QUOTED TEXT
Audits are crucial to the work of the political finance regulator (PFR). A financial audit analyzes the contribution and expenditure documentation, banking statements and other financial records of a political party, candidate or other electoral participant. The audit serves several purposes:

  • Verifying disclosure and reporting of contributions, expenditures and liabilities;
  • Determining whether electoral participants are complying with the political finance laws;
  • In public financing systems, ascertaining that any matching funds, grants or tax expenditures received were legitimately earned. It also ensures that public funds were used only for proper, politically related ends, not for private use or gain.
  • Providing the public with valuable information about the contributions and expenditures of electoral participants, as well as the PFR’s assessment of the accuracy and completeness of each participant’s financial reporting.

Audits are increasingly recognized as essential for political finance enforcement. But audit policies vary greatly: Some countries conduct full audits of all political finance reporting, while others provide for no audit oversight whatsoever. Some countries may not even require basic bookkeeping and the maintenance of regular financial records, without which it is impossible to effectively audit an electoral participant.

Choice of Auditor

The selection of auditors differs depending on the country and the subject of the audit. The accounts of a political party or an electoral campaign may be audited by a professional, independent auditor selected directly by the party/candidate, or else by the PFR or another competent government agency, such as the tax authority.

In Austria, for instance, every political party must appoint an independent auditor to certify that it has used its public subsidy in compliance with the political finance laws. Before filing its disclosure reports, the party must obtain a certification from the independent auditor affirming that the party’s financial reporting represents a fair account of financial transactions of the party.

STATED EXERCISE A
In the rows below, rewrite everything from the line containing "of the corten" down to the end of the rows, putting "central point" in place of "innermost point" and changing nothing else. Leave the pictures out of your answer.

MATERIAL SUPPLIED
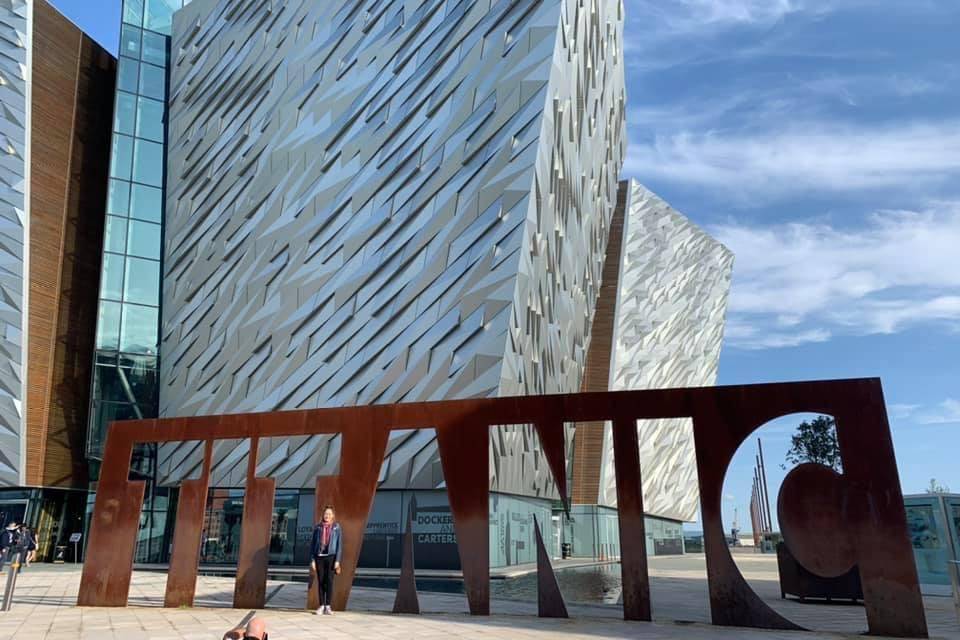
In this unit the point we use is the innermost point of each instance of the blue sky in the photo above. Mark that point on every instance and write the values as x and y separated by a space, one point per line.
819 139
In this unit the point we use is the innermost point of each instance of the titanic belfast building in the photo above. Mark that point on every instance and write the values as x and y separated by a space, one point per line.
379 201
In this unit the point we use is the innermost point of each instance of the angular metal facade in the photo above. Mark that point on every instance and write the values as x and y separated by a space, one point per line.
668 330
15 45
377 202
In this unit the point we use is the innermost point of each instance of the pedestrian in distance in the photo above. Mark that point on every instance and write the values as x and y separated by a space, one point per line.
9 539
30 544
326 552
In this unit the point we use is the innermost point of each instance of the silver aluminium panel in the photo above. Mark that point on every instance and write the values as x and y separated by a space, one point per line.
386 201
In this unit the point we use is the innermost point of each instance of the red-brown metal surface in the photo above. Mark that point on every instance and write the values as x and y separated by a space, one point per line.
551 435
633 539
361 457
550 602
406 600
811 510
873 513
465 455
187 537
250 589
723 418
113 529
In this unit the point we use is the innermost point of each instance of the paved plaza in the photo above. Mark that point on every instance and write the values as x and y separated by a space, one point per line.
46 595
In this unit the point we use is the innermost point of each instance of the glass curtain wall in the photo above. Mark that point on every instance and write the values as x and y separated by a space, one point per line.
128 322
125 372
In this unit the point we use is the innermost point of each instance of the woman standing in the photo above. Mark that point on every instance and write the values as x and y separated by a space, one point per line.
326 551
32 542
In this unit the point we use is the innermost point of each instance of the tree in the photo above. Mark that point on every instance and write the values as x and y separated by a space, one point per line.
816 441
936 488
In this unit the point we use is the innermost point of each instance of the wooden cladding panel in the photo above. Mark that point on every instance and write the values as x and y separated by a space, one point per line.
73 83
588 437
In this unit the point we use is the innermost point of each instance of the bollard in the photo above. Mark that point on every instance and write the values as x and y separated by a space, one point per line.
954 567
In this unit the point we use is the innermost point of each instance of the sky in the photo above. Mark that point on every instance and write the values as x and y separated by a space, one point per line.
819 140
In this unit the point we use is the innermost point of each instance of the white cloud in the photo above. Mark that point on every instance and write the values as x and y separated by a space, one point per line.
899 411
793 161
806 282
694 15
947 412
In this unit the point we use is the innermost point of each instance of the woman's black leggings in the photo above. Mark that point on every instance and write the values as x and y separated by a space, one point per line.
325 575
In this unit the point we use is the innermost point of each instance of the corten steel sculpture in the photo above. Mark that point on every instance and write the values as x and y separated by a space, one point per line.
831 522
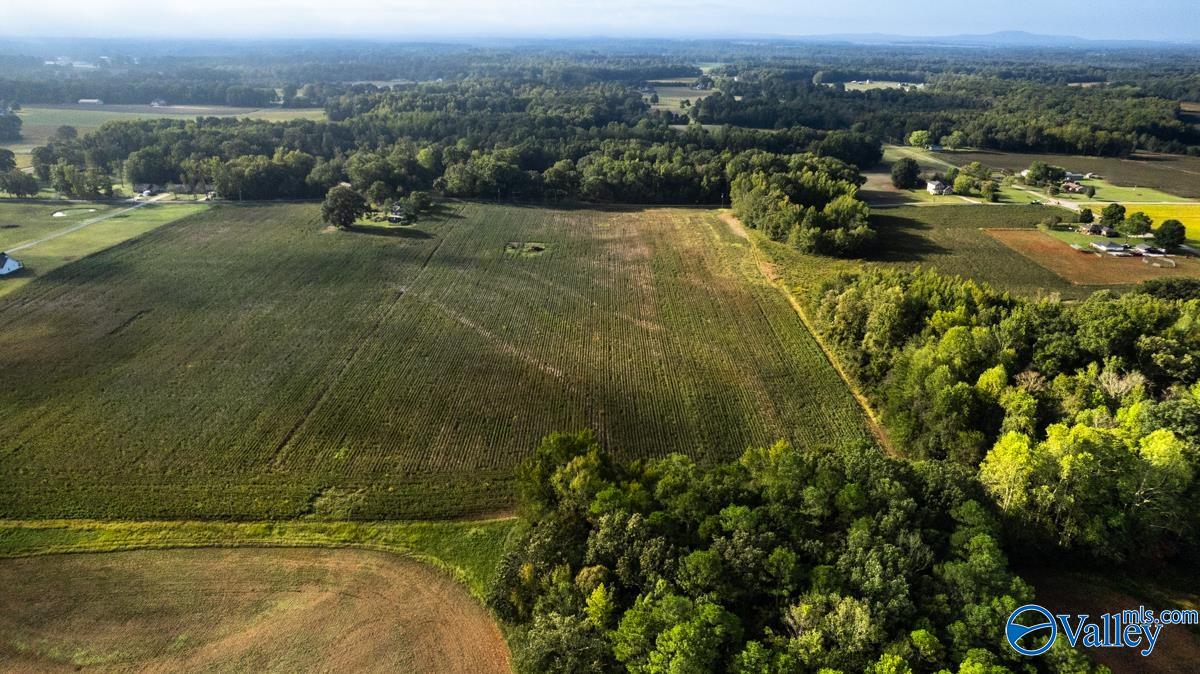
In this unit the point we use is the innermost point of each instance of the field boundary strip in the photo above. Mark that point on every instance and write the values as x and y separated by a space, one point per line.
763 265
91 536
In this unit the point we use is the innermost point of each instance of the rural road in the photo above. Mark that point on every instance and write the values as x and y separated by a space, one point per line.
81 226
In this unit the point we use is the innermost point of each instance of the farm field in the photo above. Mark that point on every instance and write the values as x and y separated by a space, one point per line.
247 363
672 92
1175 175
40 121
241 609
43 242
1187 214
1086 268
951 239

STATED EXERCISE B
Repeat everything from "Audits are crucial" down to "use or gain." in the passage on political finance audits, word for word.

TASK RESPONSE A
In this unit the point we use is the central point of each instance of the corten steel sculpture in the photo above. Mark that point on every instance and write the values as x and y separated by a space, one point per line.
831 522
In this unit the point we use is the central point of each instance of the field boundary strip in the photo above. Mark that point on every instance and write the values as x and y separated by a space, one point per line.
763 265
91 536
In this unit the point we use is the central point of each instance of the rural road in the photo above. Mark that point on every instance and write the values as x and y separated by a space, one point per line.
81 226
In this unit the point we use is the central point of each instance of the farm field in the photo above. Mark that point on every instance and write the values as x and y separated by a space, one point per line.
247 363
672 92
1175 175
40 121
241 609
43 242
1187 214
1086 268
951 239

TASK RESPONSE B
Audits are crucial to the work of the political finance regulator (PFR). A financial audit analyzes the contribution and expenditure documentation, banking statements and other financial records of a political party, candidate or other electoral participant. The audit serves several purposes:

  • Verifying disclosure and reporting of contributions, expenditures and liabilities;
  • Determining whether electoral participants are complying with the political finance laws;
  • In public financing systems, ascertaining that any matching funds, grants or tax expenditures received were legitimately earned. It also ensures that public funds were used only for proper, politically related ends, not for private use or gain.